Opinion

Taxes: the new ‘expert’ quack cure

Once upon a time, health care was simple: If you had a cut or hemorrhoids, you reached for a leech. There was no medical problem that couldn’t be solved, in theory, by applying leeches to the body and letting the wild bloodletting begin. Now, it seems, some public-health experts have found a modern equivalent that will drain America of all its nasty public-health problems: tax increases.

Thomas Frieden, the former New York City health commissioner who’s now director of the Centers for Disease Control, has hailed taxes on sugary sodas as a painless way to reduce obesity — despite much economic research to the contrary.

Now, Dr. Lloyd Sederer, medical director for New York’s state Office of Mental Health, and Eric Goplerud, director of the Center for Integrated Behavioral Health Policy at George Washington University, have waded in: In a Washington Post op-ed, they claim that imposing heavy taxes on alcohol would reduce both the harmful effects of heavy drinking and help pay for health reform. To sex up the unattractive prospect of more taxes, they argue that a tax of just “3 cents per beer would cut youth gonorrhea by 9 percent.”

The logic, at first blush, seems irrefutable: If teens drink less, they’ll have less unprotected sex and therefore a lower risk of sexually transmitted diseases. But when you look into the claim that gonorrhea can be taxed away, you find the economic equivalent of quack medicine.

The claim about gonorrhea comes from a Centers for Disease Control study that was widely mocked when its results were announced nine years ago. The Washington Post called it “loony” — prompting the lead researcher, Harrell Chesson, to protest: “We said higher taxes could reduce the rate. We didn’t say they would.”

Chesson had good reason to be modest about his study’s conclusions: He himself noted that various problems in collecting data could have subjected them to “substantial bias.” But another, more obvious, factor complicated the analysis.

If you delve into the data for STDs, you find that the US gonorrhea rate skyrocketed from 1965 to 1975 (in the sexual revolution’s wake), going from 169.5 cases per 100,000 to 461 cases per 100,000. Then the rate plummeted 74 percent, to 120 cases per 100,000 by 1997 — roughly where it’s stayed.

## INFORMATION SUPPLIED
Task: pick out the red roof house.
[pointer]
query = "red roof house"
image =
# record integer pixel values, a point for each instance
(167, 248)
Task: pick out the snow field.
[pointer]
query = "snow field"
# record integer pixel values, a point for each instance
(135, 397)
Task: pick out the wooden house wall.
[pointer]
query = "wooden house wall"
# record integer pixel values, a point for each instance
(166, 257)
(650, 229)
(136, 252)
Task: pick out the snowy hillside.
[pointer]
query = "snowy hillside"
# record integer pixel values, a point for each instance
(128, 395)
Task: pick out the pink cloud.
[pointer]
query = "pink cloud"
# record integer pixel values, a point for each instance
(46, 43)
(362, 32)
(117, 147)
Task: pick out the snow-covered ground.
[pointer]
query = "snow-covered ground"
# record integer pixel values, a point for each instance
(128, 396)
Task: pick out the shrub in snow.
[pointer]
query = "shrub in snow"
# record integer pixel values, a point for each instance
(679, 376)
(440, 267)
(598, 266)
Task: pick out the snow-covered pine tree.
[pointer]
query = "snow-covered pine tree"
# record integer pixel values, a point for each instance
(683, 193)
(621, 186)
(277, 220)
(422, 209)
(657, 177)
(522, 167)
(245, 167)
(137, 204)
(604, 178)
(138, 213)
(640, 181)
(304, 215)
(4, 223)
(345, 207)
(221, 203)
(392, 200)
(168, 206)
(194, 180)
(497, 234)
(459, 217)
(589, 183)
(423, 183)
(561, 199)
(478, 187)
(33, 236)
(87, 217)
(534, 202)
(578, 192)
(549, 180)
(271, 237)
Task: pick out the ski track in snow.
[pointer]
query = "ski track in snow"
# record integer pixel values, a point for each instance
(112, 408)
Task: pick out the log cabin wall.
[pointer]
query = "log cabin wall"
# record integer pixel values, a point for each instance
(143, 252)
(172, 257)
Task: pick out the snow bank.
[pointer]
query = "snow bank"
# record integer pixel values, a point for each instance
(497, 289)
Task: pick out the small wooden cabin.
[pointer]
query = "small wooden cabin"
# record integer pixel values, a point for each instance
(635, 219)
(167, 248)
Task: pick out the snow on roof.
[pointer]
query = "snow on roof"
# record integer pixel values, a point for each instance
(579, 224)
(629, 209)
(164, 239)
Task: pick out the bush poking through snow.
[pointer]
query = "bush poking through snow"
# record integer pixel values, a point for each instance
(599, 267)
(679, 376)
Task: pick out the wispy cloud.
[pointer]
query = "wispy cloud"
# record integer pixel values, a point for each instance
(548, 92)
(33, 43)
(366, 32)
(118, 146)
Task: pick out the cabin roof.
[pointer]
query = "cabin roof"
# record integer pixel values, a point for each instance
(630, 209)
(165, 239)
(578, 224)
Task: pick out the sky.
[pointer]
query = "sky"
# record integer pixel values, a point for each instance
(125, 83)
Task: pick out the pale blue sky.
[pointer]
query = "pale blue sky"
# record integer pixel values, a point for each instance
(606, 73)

## PROBLEM SET
a: Rewrite the opinion piece on health taxes from "The claim about" to "complicated the analysis.", changing "loony" to "absurd".
b: Extend the opinion piece on health taxes past its last sentence.

## RESULTS IN ORDER
a:
The claim about gonorrhea comes from a Centers for Disease Control study that was widely mocked when its results were announced nine years ago. The Washington Post called it “absurd” — prompting the lead researcher, Harrell Chesson, to protest: “We said higher taxes could reduce the rate. We didn’t say they would.”

Chesson had good reason to be modest about his study’s conclusions: He himself noted that various problems in collecting data could have subjected them to “substantial bias.” But another, more obvious, factor complicated the analysis.

b:
Chesson et al looked at gonorrhea and beer-tax data from 1981 to 1995 and focused on the effect on gonorrhea rates from a doubling of the excise tax on beer in 1991. “It is an important validation of our hypothesis,” they wrote, “that this major national tax increase be associated with a corresponding nationwide reduction in STD rates in 1991 as compared to 1990.”

In other words, they took a small slice of a large, long drop in gonorrhea rates and found that a period when there was a relatively steeper descent correlated with the tax hike. Of course, they noted, this “in no way proves” that the higher excise duty caused any reduction in gonorrhea, but the findings “are at least consistent with the assertion that alcohol-tax increases can reduce STD rates.”

But when you step back and look at the overall 22-year downward trend, you also see a nearly comparable rate of decline in both 1992 and 1996 — without any alcohol-tax increase.

Maybe something else was behind the drop? Hmm: Americans were then responding to the emergence of AIDS.

Which theory looks more plausible: that the sobering effects of 2.7 cents on 12 ounces of beer led to a decline in gonorrhea cases, or that it was the growing fear of dying from unsafe sex?

Hint: There was also a marked rise in the use of condoms by sexually active teenagers from 1991 onward.

These aren’t the only problems with Sederer and Gopelrud’s claims. But it’s clear that their prescription makes as much sense as calling for the use of leeches to deal with swine flu.

Trevor Butterworth is the editor of STATS.org, an affiliate of George Mason University that looks at how numbers are used in public policy and the media.